(Beginning of RECORDS SUPPLIED)

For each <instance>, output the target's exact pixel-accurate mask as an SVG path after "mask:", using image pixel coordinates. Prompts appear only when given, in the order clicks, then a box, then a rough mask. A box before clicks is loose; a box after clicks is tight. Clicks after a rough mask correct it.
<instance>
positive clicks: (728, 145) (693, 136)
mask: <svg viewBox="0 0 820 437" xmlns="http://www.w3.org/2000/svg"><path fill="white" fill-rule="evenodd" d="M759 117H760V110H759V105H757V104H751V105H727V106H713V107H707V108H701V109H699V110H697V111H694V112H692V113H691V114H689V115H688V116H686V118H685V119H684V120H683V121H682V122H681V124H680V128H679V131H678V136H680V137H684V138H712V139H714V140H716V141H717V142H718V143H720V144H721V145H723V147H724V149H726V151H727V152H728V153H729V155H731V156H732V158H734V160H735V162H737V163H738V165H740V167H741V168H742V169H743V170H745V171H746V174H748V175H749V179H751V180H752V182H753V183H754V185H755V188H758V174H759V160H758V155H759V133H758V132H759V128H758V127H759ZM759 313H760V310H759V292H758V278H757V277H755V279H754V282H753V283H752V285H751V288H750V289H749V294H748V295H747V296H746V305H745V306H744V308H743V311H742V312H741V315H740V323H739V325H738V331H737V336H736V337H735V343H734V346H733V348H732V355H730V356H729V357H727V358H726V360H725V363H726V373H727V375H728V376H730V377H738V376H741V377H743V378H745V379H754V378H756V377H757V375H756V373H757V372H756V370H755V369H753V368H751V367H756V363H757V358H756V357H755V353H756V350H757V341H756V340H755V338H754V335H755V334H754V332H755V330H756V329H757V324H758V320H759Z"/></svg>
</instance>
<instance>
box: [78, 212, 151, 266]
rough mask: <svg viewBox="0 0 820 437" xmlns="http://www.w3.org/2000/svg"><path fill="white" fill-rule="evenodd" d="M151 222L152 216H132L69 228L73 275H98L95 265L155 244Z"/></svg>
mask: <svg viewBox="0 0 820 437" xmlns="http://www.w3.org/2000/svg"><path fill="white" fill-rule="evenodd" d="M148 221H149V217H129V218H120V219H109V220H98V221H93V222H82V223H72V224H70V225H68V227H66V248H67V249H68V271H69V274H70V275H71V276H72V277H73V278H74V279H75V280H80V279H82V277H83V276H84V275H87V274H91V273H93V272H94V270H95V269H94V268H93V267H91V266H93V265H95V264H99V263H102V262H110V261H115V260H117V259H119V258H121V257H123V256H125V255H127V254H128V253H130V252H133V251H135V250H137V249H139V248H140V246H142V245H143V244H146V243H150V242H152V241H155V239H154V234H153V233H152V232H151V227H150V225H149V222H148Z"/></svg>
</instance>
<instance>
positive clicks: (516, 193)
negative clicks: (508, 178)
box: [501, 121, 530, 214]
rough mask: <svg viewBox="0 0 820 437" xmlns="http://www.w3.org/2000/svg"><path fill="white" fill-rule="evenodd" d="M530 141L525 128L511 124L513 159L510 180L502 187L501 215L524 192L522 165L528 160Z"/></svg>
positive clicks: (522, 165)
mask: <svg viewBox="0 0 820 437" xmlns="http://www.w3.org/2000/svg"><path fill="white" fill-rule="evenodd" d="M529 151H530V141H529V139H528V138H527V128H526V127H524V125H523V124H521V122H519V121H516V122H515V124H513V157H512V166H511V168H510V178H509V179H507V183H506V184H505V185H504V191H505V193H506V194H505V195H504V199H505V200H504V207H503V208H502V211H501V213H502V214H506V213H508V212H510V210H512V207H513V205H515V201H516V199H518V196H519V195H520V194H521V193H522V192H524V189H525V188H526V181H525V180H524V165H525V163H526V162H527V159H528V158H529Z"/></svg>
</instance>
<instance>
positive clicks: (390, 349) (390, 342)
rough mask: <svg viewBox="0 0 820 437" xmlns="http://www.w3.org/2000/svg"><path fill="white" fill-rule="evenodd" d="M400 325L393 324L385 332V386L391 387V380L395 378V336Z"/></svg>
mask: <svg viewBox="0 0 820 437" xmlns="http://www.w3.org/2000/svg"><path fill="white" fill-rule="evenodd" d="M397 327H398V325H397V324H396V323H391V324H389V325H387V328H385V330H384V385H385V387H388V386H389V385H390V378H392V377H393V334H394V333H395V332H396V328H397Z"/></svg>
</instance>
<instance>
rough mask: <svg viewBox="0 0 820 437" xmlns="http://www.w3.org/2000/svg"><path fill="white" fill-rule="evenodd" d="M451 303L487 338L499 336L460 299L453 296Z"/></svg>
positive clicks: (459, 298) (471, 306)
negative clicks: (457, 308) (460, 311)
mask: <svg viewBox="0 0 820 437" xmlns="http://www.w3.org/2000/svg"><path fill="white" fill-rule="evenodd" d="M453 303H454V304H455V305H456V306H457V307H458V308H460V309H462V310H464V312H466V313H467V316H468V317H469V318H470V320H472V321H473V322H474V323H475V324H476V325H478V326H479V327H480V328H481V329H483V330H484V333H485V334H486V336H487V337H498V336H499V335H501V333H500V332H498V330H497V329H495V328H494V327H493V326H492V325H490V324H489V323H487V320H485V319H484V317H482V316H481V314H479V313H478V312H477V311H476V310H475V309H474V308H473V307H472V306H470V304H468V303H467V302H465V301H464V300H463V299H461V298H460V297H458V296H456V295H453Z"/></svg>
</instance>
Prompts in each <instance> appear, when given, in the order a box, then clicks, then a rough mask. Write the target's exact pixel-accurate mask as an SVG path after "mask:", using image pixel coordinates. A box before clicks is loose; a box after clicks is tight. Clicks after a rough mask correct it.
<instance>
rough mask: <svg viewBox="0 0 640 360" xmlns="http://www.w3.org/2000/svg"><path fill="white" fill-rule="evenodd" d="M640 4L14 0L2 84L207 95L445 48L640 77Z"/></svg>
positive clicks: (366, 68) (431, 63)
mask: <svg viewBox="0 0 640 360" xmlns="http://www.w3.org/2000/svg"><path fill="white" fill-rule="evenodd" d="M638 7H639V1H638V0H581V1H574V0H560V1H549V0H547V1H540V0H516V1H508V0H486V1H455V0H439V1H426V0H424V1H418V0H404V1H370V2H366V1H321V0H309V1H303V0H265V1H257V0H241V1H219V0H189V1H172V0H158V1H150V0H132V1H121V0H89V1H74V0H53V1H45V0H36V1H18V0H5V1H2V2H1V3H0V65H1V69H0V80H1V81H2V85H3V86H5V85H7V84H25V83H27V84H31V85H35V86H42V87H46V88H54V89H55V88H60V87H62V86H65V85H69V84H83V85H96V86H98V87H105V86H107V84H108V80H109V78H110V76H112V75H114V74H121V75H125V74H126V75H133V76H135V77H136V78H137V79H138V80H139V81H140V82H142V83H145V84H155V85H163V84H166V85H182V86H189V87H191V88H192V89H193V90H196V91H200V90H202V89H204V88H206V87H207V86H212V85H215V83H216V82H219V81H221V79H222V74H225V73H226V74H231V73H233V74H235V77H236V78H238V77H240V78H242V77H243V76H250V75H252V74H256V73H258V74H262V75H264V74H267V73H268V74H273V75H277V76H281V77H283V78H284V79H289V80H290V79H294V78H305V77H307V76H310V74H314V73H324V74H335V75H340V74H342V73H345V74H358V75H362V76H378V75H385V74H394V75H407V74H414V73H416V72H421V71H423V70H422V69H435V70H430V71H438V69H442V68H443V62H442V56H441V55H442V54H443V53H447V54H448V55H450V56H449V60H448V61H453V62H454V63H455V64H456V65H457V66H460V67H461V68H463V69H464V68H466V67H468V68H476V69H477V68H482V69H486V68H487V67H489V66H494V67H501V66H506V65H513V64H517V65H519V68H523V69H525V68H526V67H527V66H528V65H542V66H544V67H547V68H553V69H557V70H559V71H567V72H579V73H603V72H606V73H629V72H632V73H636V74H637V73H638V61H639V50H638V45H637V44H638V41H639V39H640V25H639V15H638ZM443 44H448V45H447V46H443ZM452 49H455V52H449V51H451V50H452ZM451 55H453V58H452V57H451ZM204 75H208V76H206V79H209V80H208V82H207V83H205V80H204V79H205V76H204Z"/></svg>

(End of RECORDS SUPPLIED)

§ TASK REQUIREMENTS: Substitute "coarse mask" for every "rough mask" in the items, starting with the line that contains "141L525 128L511 124L513" and going on through the line that contains "positive clicks: (459, 298) (471, 306)", and give back only those lines, otherwise unchanged.

§ WRITTEN RESPONSE:
coarse mask: <svg viewBox="0 0 820 437" xmlns="http://www.w3.org/2000/svg"><path fill="white" fill-rule="evenodd" d="M530 141L525 128L511 124L513 159L510 180L502 187L501 215L524 192L522 165L528 160Z"/></svg>
positive clicks: (522, 165)
mask: <svg viewBox="0 0 820 437" xmlns="http://www.w3.org/2000/svg"><path fill="white" fill-rule="evenodd" d="M529 151H530V141H529V139H528V138H527V128H526V127H524V125H523V124H521V122H519V121H516V122H515V124H513V157H512V166H511V168H510V178H509V179H507V183H506V184H505V185H504V191H505V193H506V194H505V195H504V199H505V200H504V207H503V208H502V211H501V213H502V214H506V213H508V212H510V210H512V207H513V205H515V201H516V199H518V196H519V195H520V194H521V193H522V192H524V189H525V188H526V181H525V180H524V165H525V163H526V162H527V159H528V158H529Z"/></svg>
</instance>
<instance>
positive clicks: (390, 349) (390, 342)
coarse mask: <svg viewBox="0 0 820 437" xmlns="http://www.w3.org/2000/svg"><path fill="white" fill-rule="evenodd" d="M400 325L393 324L385 332V386L391 387V380L395 378V336Z"/></svg>
mask: <svg viewBox="0 0 820 437" xmlns="http://www.w3.org/2000/svg"><path fill="white" fill-rule="evenodd" d="M397 327H398V325H397V324H396V323H391V324H389V325H387V328H385V330H384V385H385V387H388V386H389V385H390V378H392V377H393V334H394V333H395V332H396V328H397Z"/></svg>
</instance>
<instance>
coarse mask: <svg viewBox="0 0 820 437" xmlns="http://www.w3.org/2000/svg"><path fill="white" fill-rule="evenodd" d="M451 303L487 338L499 336L460 299L453 296Z"/></svg>
positive clicks: (459, 298) (471, 306)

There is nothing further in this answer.